→ **WHAT YOU ARE ASKED TO DO**: Your answer should consist only of the line with "the window blind" and the lines after it, reproduced exactly through the end of the entries below.

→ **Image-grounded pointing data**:
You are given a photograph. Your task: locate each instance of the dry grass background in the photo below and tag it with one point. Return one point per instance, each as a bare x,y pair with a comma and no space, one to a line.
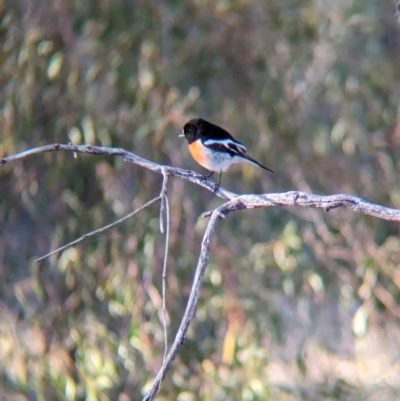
297,304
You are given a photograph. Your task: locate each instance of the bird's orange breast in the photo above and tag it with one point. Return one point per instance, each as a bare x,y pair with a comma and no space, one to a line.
198,153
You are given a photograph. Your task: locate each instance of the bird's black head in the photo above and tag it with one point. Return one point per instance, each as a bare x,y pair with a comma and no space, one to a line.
193,129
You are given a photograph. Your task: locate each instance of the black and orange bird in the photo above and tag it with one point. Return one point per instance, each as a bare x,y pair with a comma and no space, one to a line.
215,148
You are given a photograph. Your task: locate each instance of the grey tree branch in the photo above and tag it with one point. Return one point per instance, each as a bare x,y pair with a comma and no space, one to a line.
233,202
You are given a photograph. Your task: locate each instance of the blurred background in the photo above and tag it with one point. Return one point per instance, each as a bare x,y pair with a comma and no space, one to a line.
297,304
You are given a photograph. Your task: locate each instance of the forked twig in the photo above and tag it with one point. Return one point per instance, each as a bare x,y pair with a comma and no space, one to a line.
234,202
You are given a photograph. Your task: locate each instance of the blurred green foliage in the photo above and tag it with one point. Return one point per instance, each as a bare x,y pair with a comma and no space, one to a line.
296,304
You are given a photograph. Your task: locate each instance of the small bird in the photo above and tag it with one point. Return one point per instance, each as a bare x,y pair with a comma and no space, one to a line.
215,148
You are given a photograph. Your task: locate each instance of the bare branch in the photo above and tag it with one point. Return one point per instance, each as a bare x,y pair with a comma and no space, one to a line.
234,202
298,198
192,302
165,207
128,156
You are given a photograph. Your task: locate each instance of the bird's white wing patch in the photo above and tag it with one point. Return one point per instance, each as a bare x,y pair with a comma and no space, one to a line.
236,147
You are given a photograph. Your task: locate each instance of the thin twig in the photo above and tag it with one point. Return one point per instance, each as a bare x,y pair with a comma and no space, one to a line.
234,202
165,206
191,305
100,230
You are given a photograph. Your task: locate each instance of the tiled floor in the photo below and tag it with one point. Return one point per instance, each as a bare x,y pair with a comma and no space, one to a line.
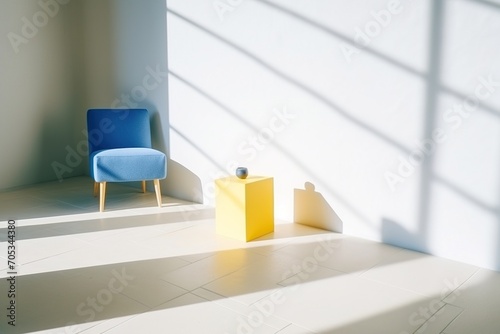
137,268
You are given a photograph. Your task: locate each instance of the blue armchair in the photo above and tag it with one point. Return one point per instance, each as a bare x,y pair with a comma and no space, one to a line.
120,150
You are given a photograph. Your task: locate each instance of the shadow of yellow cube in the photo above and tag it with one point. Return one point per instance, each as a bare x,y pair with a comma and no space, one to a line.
244,208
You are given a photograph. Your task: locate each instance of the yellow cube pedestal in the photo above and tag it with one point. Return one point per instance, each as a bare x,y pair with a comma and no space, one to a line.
244,208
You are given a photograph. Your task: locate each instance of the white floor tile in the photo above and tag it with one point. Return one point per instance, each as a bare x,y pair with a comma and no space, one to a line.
206,270
191,314
480,299
165,270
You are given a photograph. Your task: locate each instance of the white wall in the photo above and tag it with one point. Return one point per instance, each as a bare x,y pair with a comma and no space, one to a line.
39,90
356,111
125,48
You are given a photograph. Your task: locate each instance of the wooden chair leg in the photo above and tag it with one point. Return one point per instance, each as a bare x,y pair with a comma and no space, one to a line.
158,192
102,198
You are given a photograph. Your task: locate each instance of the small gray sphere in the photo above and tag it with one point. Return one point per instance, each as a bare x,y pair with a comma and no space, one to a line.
242,172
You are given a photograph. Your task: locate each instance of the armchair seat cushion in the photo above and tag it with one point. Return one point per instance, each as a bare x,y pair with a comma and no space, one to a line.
127,164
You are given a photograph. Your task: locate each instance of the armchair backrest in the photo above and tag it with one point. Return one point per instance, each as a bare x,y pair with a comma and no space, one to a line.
118,128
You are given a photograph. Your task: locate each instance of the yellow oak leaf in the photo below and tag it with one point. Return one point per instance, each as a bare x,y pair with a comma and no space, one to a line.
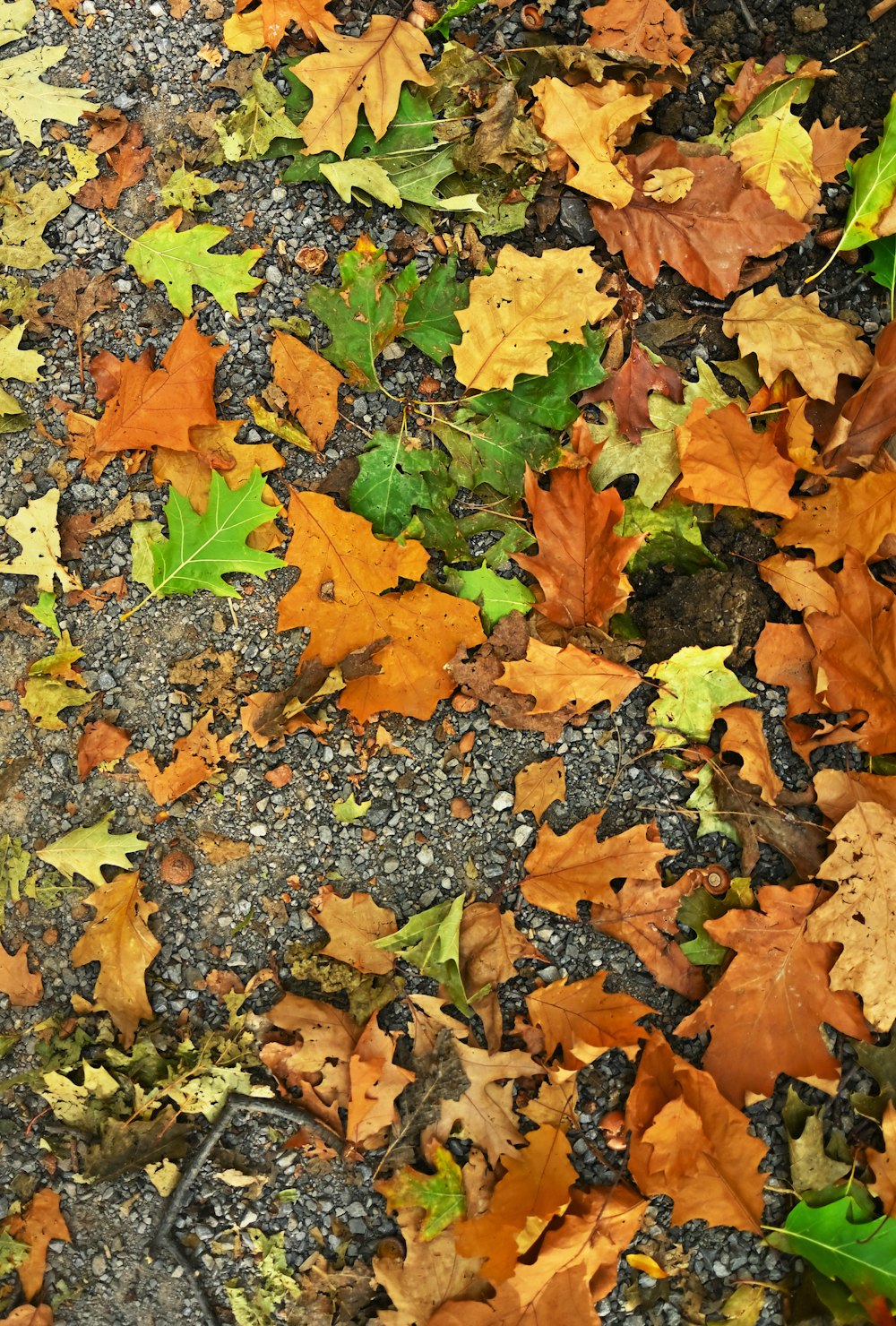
525,304
588,134
790,332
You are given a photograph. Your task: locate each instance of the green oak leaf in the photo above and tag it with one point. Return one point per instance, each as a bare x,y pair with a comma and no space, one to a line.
346,812
874,182
430,323
366,176
182,259
202,549
694,685
545,400
85,851
260,118
185,188
696,908
882,267
842,1243
22,218
440,1195
366,314
431,943
395,478
672,538
497,596
27,101
52,685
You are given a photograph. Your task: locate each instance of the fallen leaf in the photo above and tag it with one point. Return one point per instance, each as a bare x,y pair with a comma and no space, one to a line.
356,72
705,235
375,1083
539,785
628,389
588,134
310,383
790,332
859,917
585,1020
40,1223
692,1144
649,28
521,306
340,598
122,943
353,923
567,679
774,996
581,560
196,759
724,461
566,869
101,743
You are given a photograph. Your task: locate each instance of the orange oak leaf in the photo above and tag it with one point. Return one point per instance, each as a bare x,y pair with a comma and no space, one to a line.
643,915
564,869
628,389
581,560
315,1063
152,406
859,917
356,72
854,660
40,1223
521,306
196,759
539,785
534,1187
793,333
340,599
852,513
353,923
649,28
431,1273
883,1163
744,736
570,676
773,997
119,939
838,790
101,743
867,418
707,235
586,1020
22,986
216,448
798,582
725,461
310,383
832,148
691,1143
375,1083
574,1265
254,25
127,163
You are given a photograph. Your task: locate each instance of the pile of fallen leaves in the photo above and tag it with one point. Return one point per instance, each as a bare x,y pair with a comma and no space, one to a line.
473,1119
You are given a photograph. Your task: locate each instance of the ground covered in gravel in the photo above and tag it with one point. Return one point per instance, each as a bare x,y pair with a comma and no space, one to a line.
440,815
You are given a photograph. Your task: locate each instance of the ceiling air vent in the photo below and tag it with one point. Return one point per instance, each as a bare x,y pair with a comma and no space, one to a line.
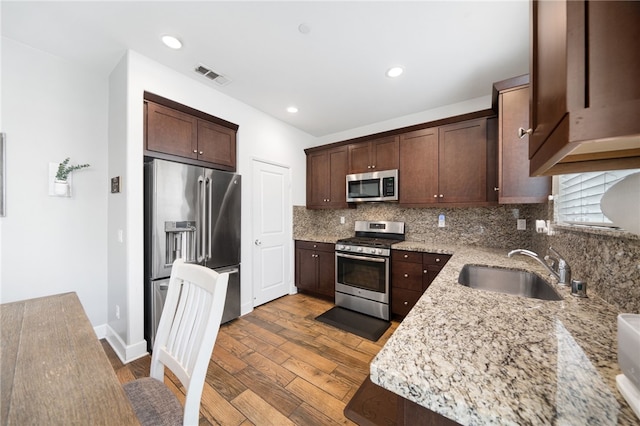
212,75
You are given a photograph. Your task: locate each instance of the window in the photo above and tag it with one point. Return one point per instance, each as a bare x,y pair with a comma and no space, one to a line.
579,195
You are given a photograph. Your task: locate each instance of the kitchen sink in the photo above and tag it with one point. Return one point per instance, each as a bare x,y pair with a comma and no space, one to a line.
508,281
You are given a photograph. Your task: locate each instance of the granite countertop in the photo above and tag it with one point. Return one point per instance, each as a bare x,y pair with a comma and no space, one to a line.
479,357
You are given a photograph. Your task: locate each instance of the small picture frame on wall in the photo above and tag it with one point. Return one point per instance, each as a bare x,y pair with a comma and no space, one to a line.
3,174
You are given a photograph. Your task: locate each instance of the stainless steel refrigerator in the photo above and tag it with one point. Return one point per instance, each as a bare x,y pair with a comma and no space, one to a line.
191,213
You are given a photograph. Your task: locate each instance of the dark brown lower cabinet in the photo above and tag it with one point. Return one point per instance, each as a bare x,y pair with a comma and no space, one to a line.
315,267
411,274
373,405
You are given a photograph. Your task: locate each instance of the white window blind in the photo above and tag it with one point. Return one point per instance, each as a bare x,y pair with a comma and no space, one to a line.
580,193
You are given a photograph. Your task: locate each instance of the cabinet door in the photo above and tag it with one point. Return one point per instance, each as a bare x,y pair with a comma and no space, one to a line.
432,265
359,158
326,178
418,168
462,162
217,144
585,96
170,131
548,69
402,300
407,275
326,272
337,185
384,153
317,178
306,269
514,182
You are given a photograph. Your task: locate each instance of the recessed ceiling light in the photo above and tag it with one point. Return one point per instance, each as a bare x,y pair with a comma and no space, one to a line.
394,72
304,28
171,42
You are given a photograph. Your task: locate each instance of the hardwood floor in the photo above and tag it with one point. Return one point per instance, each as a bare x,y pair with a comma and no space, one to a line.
277,366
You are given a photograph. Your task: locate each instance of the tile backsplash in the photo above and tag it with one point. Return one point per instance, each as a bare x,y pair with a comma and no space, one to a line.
608,261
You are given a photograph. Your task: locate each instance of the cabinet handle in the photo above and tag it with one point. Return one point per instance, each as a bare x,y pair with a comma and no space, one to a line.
522,132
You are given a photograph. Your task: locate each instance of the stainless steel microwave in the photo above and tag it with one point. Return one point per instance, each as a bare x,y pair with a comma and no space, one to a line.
374,186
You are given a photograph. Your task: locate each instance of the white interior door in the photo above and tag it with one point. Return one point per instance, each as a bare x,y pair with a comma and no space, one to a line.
272,227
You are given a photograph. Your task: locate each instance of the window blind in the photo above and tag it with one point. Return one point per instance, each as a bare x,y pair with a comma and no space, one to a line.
579,196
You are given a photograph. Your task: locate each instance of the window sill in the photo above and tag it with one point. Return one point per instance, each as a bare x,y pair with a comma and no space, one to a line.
596,230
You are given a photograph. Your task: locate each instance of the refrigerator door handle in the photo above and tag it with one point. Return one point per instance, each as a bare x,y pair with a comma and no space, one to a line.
209,217
201,221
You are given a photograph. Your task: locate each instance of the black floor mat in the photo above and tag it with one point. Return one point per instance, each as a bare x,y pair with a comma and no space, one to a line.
354,322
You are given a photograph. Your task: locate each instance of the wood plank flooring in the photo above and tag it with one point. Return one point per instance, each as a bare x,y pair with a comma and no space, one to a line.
277,366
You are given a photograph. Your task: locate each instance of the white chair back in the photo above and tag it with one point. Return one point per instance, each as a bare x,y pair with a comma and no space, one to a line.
188,329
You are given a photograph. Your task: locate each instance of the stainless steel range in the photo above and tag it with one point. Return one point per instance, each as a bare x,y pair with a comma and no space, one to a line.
362,267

→ **RESULT**:
You are given a photograph. Your task: locate each instance of the window blind in the photo above and tag it with one point. Return one point per instance, each as a bare x,y pair with a comma and no space, one to a line.
579,196
You are given a photograph. Your task: locate each instance of the window sill in the photo above and tag it with one point. Return one point per instance, each as a bare x,y pair with a comma and no space, one to a line.
596,230
You are given a photograph. Your task: locate each instance of the refrigerator door handle in the photo above and tag it with one point. Return one point per instance, each as a bare x,y pair with a comma and no space, one to a line.
209,217
201,221
You are given a photograph. Your task: locate each instance of the black floor mat in the photo above and tag it with one point. Return one point per instance, each as a bare x,y pair with a comma and no space, one to a line.
354,322
You are given a photograph. Your task: locate each instance of the wood plank flooring in the photo above and tag it with one point. Return one point per instance, each as a bare x,y pair with a comma and no space, one to a line.
277,366
You are given a photograph. Your task: locate each instance of the white chair back in the photo above and tag it with one point. Return one point per instance, each as a bare x,y pair with a comma and no space, one to a line.
188,329
You are given a photograph. Your task: locate each instance of the stainless steel range in the photo above and tag it with one point. Return one point per instance, each as a bare x,y pair with a comma and no space, one to a line.
362,267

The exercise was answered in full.